Whitehall at that point of time had its own strategic calculations to support Partition that would ensure the permanent division of the subcontinent. Kashmir as a permanent bone of contention between India and Pakistan served that purpose. This was accomplished by British Generals who led both the Indian and Pakistani armies. That is why a junior Major Brown belonging to the state’s border scouts could bypass the army high command of both nations to arbitrarily declare that Gilgit was part of Pakistan.
The confusion was compounded by Nehru approaching the UN for intervention instead of driving out the raiders which was militarily achievable. Confusion was further compounded by India accepting the UN Resolution on a Kashmir plebiscite. Things deteriorated beyond repair by India foolishly opposing for decades the plebiscite instead of insisting on implementation of its preconditions that virtually crippled Pakistan’s prospects.
Thereby India became embedded in public consciousness across the world as being guilty and defensive on Kashmir while Pakistan was perceived as the wronged party representing Kashmiri sentiment. The army help extended by India to create Bangladesh further inflamed anti-Indian sentiment in Pakistan. With all these factors Pakistani public opinion will not reconcile itself to peace with India without evening the score. It is futile to discuss the merits or demerits of such thinking. This feeling exists. And for any realistic attempt to stabilize relations with Pakistan, New Delhi will have to address this problem if it at all desires peace.
What can India do?
Obviously New Delhi must formulate an explicit policy to resolve the Kashmir dispute. Credible opinion surveys have established that the people of Jammu , Ladakh and Pakistan Occupied Kashmir (POK) are content to remain as they are. Only, both sides desire soft borders and free movement of people across two sides of the border. The real dispute pertains only to the Valley. Here the vast majority want independence. A few prefer India . Even less want to merge with Pakistan. It is in relation to the Valley that New Delhi must formulate a mutually acceptable formula for settlement.
After its complex history clearly the only credible and honourable solution would be for the people of the Valley to decide their own fate. Indeed, while accepting the Instrument of Accession of Kashmir to India, Nehru had added the caveat that it would be “in accordance with the wishes of the people”. However since then and now much has changed.

◆ **ENTRIES SUPPLIED**:
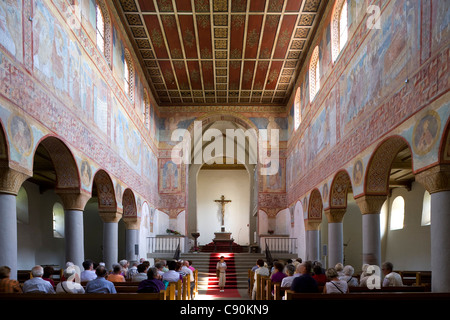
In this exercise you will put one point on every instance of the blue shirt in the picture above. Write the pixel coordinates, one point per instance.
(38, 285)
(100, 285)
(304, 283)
* * *
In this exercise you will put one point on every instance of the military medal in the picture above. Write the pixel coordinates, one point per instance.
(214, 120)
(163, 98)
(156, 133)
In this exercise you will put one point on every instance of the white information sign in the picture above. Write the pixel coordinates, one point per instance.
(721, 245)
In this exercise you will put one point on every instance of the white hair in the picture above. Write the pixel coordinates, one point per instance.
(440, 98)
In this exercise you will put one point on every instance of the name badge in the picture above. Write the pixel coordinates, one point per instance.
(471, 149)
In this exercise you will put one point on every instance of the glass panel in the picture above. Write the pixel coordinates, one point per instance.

◆ **THE TASKS**:
A. Copy the passage on the Kashmir dispute word for word, from "After its complex" to "much has changed.".
B. Write the next part of the article on the Kashmir dispute, picking up after its final sentence rather than continuing the data.

◆ **RESULTS**:
A.
After its complex history clearly the only credible and honourable solution would be for the people of the Valley to decide their own fate. Indeed, while accepting the Instrument of Accession of Kashmir to India, Nehru had added the caveat that it would be “in accordance with the wishes of the people”. However since then and now much has changed.

B.
Therefore, the Indian government must insist that the offer of self-determination to people in the Valley must be accompanied by a clear acceptance in principle that India, Pakistan and the Valley, whatever is its fate, become over a period of time part of a South Asian Union having joint defence and common market with free movement of goods and people across all borders. The entire process may be phased over a specified time-frame to culminate eventually in joint defence between the armies of India and Pakistan.
Thereby the security of both nations would be safeguarded. If Pakistan does not accept in principle this perfectly reasonable proposal, it may be concluded that its government’s motives are suspect.
As for China, it followed up its several recent encroachments in Ladakh with an advance into Arunachal Pradesh. It is likely Beijing really seeks legitimate access between Xingjian and Tibet which it can obtain only through Aksai Chin in Ladakh.
In 1960 Zhou Enlai had suggested Beijing accepting legitimacy of the McMahon Line in the east in exchange for Aksai Chin ceded to China in the west. There is no question of entertaining any Chinese claim over the people of either Arunachal or Ladakh who are firmly with India . India should be prepared to consider a long lease to China for the narrow passage required to connect Xingjian to Tibet in return for Beijing renouncing its claims on Arunachal. After all, Beijing had given a written assurance to India in 2005 that in settling border disputes no settled populations would be disturbed. Beijing is now brazenly reneging on its written assurance by laying claim to Arunachal Pradesh.
These proposals, that have been voiced before, are repeated prior to the projected meeting between Mr. Nawaz Sharif and Mr Manmohan Singh in New York next month. India should not wait for Pakistan’s demands to give its reaction. It should take the initiative and state clearly its own minimum demands. At the appropriate stage the same can be done with Beijing . If the response from either Beijing or Islamabad, or from both, is negative India should abandon efforts for a settlement. It can then pursue other effective options to deal with either nation, or if required with both nations. It would be premature to dwell on these options at this stage.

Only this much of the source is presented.